[ARTICLE]

▼

The big box exuded awful sounds that pierced my eardrums – I hated this box.
But it was not long before the big box came to a halt. My flying box took flight once again, and we traveled into another shelter-like structure. Little did I know that I was entering my first home.
It was like a shoebox with little temperature control, but it was better than a cage.
These creatures even had toys for me as well as a cat tree!
This was when I realized that these creatures were keepers.
————————————————————————
- The Shoebox.
So, I adjusted to my new “dark” surroundings:
And my yellow-haired creature left the room for a long time when I first moved in. So, I had fun with my brown-haired creature until she returned.
I also met a new creature that lived in this space as well – I think my yellow-haired creature called her “a roommate.” Which somewhat sucks looking back on it because I didn’t sign up to live with a creature that I didn’t pick, but it turned out okay in the end.

While I may have temporarily lost one male brown-haired creature that only frequently visited my new home (he didn’t live in it, and then he stopped visiting all together because he apparently “moved to a new country” a month after I arrived)…
… I gained another lovable female brown-haired creature that sang songs, hugged & kissed me daily, and laughed at me. (Thankfully her laugh was contagious, or I would have been offended.)
Anyways, this was my new home, and I loved it. I got to climb on things and speed around the room as much as I wanted. I had toys galore – my favorite would have to be that brown, squeaky, dangling mouse toy in some of my pictures.
My food and water bowls were always full, my bathroom was always clean, and I had tons of comfortable spaces to sleep in. In fact…my favorite places were on top of my yellow-haired creature’s desk, my brown-haired creature’s bags, and in my bed that sat next to the window.

▲

[DATA]
▼

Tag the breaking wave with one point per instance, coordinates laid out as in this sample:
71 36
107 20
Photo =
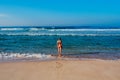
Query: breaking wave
19 56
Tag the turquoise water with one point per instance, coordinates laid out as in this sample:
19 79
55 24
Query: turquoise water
75 41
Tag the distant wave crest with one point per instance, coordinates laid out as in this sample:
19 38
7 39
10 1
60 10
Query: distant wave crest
12 56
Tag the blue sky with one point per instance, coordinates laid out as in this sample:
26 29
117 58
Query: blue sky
60 12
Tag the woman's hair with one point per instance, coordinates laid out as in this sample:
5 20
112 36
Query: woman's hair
59 39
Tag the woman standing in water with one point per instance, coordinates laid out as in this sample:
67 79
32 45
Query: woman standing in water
59 46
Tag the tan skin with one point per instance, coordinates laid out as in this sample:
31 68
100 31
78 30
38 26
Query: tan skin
59 46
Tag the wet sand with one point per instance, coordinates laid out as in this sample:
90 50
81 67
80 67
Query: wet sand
92 69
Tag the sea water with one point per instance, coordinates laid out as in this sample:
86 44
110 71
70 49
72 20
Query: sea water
39 42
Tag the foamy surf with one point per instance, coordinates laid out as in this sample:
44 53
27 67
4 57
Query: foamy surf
24 56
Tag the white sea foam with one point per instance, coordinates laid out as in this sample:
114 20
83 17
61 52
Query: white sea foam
10 29
12 56
84 30
53 34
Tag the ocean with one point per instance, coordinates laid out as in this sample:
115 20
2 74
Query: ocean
18 43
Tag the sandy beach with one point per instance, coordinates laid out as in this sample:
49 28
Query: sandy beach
61 70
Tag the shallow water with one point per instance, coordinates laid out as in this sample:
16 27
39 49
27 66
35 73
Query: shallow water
95 42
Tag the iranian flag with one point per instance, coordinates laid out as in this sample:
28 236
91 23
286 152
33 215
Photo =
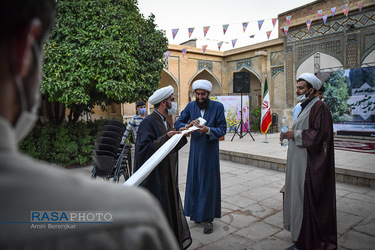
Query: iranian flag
266 111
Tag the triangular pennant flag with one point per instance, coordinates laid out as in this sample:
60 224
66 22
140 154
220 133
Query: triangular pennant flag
345 9
191 30
308 23
183 52
265 120
204 47
244 26
333 11
205 30
269 34
274 20
288 20
174 32
225 27
260 23
234 42
320 13
166 55
219 44
325 18
286 28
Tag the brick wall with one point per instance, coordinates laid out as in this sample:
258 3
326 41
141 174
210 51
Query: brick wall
310 12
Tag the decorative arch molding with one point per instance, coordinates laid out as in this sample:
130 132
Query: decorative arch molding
209 72
172 76
244 68
332 47
367 44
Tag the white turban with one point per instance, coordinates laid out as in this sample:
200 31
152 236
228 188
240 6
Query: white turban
202 84
312 79
160 95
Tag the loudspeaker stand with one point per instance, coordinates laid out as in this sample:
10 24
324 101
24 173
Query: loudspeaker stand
240 127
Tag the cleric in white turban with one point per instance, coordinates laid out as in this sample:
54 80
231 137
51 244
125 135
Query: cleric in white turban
202 84
160 95
312 79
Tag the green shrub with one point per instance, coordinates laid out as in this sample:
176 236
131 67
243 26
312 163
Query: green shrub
67 144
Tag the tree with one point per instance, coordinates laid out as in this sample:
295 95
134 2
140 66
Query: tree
336 94
100 52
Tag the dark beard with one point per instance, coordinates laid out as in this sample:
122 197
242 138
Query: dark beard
203 105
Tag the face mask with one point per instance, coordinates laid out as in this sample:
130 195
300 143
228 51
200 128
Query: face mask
204 104
173 109
27 119
142 111
303 98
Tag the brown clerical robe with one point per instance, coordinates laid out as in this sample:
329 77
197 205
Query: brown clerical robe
163 180
310 197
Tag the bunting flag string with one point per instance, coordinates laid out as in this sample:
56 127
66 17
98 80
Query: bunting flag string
260 23
234 42
205 30
320 13
288 20
166 55
225 28
333 11
274 20
190 30
325 18
308 23
345 8
286 28
244 26
219 44
174 32
204 47
269 34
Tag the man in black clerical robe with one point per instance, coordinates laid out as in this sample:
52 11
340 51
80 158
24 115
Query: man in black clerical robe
162 182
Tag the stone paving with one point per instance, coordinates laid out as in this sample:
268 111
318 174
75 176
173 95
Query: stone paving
252 210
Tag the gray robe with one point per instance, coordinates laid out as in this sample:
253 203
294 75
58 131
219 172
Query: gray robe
295 175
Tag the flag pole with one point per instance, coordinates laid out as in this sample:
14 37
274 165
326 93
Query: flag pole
266 111
265 140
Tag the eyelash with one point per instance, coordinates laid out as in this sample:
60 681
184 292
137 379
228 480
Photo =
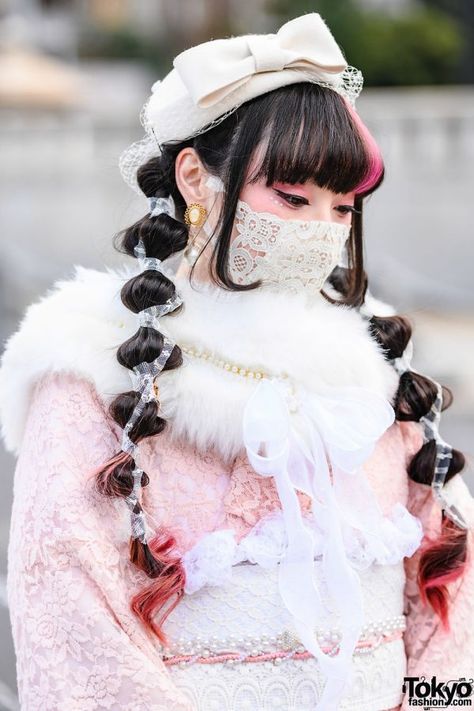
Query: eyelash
295 201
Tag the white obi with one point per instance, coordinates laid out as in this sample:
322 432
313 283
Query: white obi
232 646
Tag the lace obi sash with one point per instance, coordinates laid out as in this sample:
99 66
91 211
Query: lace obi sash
233 646
233 617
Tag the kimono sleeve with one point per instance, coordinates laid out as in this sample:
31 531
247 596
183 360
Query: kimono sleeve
69 582
431 651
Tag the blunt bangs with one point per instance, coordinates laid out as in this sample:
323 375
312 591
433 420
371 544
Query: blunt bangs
309 134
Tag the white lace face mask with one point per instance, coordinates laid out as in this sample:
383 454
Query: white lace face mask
293 255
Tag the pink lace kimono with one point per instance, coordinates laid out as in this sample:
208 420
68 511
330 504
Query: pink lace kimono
78 645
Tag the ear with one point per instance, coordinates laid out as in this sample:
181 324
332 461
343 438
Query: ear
191 177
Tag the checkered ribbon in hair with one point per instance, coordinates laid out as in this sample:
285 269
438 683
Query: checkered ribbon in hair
143 375
444 451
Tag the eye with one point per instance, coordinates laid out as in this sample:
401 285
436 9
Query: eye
294 200
346 209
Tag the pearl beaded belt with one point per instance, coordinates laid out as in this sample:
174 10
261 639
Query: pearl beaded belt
277 648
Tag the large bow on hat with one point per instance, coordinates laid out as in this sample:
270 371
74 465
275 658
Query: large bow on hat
212 70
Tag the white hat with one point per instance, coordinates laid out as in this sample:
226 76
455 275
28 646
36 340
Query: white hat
212 79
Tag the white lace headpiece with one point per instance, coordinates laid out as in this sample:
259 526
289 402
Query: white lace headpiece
212 79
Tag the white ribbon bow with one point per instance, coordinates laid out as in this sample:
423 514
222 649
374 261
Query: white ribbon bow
341 428
212 70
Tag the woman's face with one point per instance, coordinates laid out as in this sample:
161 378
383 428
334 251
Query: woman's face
300 201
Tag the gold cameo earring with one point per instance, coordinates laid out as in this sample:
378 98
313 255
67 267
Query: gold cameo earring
195 214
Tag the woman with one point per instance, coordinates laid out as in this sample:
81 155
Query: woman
274 450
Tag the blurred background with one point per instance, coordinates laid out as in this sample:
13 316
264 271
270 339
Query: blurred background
74 75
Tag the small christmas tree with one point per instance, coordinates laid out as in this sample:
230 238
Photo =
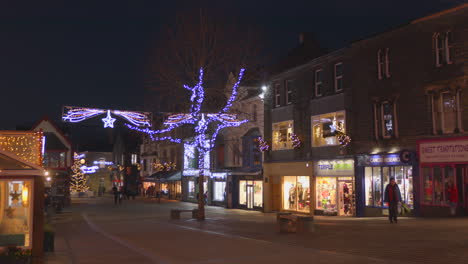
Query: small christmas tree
78 178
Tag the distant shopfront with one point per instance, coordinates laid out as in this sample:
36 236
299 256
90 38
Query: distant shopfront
374 173
444 166
334 187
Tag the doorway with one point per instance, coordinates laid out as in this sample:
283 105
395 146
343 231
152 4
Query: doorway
462 184
250 194
346 196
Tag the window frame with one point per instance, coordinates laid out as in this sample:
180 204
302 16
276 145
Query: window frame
338 77
289 91
277 95
319 116
277 146
387 63
318 83
438 117
380 65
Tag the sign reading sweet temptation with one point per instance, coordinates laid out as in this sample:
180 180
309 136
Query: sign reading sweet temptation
455 150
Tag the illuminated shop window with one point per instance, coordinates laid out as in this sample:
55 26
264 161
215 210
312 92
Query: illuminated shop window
325 127
377 179
251 194
15 213
296 193
282 135
438 184
219 190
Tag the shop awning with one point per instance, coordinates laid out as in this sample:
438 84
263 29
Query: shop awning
164 176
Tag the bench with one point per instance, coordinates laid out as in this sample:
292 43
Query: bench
175 213
290 223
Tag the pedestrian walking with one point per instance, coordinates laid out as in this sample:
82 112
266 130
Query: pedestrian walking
392 197
453 198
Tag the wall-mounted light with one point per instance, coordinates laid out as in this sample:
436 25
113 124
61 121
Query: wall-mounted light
25 195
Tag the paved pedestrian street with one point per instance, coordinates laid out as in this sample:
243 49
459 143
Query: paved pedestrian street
140 231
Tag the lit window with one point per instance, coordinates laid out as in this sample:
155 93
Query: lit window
16 215
277 95
219 191
383 64
325 127
338 77
443 43
385 120
446 113
318 83
282 135
289 92
134 159
254 112
296 193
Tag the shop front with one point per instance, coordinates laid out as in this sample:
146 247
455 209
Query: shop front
296 193
373 175
334 187
288 187
21 204
444 176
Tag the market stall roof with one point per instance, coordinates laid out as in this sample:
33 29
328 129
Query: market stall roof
12 164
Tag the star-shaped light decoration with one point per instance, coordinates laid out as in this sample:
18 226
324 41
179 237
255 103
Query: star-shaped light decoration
9 212
108 121
15 196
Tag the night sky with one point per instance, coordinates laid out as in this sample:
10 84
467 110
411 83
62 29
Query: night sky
94 54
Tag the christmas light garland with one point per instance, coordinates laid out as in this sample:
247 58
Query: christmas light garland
295 141
262 144
202 121
77 114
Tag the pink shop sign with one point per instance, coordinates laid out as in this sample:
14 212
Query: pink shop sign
444 151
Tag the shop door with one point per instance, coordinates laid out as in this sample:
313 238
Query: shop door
346 197
250 194
462 185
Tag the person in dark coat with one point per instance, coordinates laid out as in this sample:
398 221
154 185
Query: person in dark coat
392 197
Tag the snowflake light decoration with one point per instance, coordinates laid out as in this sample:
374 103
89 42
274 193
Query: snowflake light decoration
296 142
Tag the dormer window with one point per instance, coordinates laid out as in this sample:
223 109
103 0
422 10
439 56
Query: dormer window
318 82
383 63
277 95
289 92
443 43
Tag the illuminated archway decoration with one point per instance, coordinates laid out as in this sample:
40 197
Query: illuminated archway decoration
75 114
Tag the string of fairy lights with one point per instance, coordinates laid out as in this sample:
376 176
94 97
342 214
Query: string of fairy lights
26 145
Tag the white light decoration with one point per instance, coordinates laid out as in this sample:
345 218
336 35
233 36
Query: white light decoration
89 170
77 114
204 138
108 121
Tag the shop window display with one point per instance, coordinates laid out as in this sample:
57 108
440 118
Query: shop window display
296 193
15 213
282 135
326 193
437 182
219 191
377 178
251 193
325 127
191 185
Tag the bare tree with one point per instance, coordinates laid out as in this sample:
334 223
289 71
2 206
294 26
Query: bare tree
197 39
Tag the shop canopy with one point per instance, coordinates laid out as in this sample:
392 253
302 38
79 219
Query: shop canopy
10 164
164 176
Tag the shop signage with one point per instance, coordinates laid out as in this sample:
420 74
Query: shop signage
392 158
444 151
334 167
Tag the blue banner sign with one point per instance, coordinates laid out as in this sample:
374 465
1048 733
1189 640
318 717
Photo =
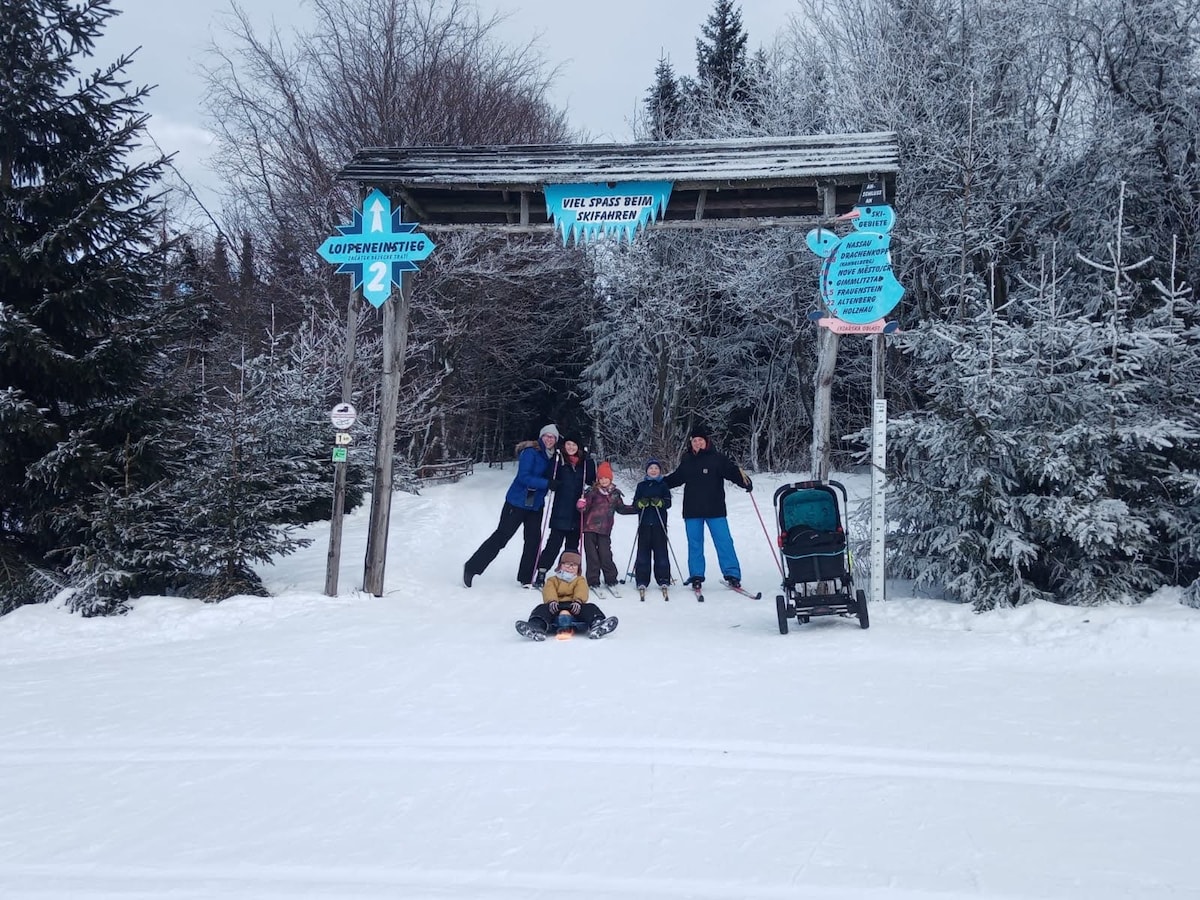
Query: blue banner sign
592 210
857 283
376 249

▲

[TO DO]
Set down, word for word, the part of the shoebox story between "But it was not" and "my first home.", inclusive.

[SOLUTION]
But it was not long before the big box came to a halt. My flying box took flight once again, and we traveled into another shelter-like structure. Little did I know that I was entering my first home.